* [What to work on]: Reproduce the lines of the material exactly, excluding every image.
►
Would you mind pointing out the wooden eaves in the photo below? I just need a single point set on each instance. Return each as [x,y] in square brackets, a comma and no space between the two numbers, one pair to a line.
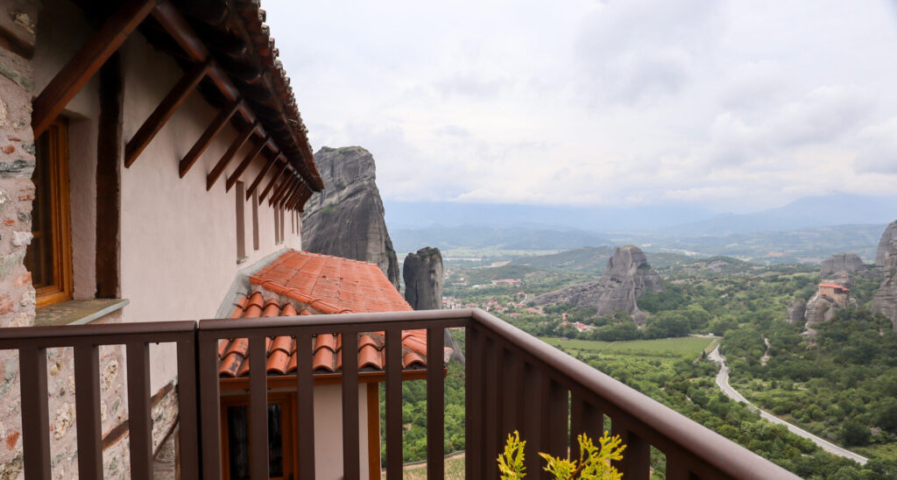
[238,87]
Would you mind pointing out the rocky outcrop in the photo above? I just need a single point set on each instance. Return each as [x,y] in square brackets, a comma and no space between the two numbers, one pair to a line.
[886,255]
[346,219]
[885,299]
[797,310]
[822,309]
[627,276]
[422,272]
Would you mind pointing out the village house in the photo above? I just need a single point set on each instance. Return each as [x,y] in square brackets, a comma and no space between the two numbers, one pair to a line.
◄
* [Expected answer]:
Would you mind pointing out the wooden eaves in the photo below? I just need a single point set on each instance. Return each as [x,y] in square brackets, a comma and no space between the two numbers, one pair to a line.
[238,87]
Would you mind pointing out the rocky outcrop in the photo above? I just need a single point set on each instance. Return each as [x,y] in square brackets, a comma and no space between the two numbers, one pair to a line.
[886,255]
[346,219]
[885,299]
[797,310]
[822,309]
[627,276]
[422,272]
Would you mind pointing out the village house in the photo above? I just need a single point set on each instance. Return each as [x,y] in square brackets, a comma and no space between the two numbers, one pair to a line.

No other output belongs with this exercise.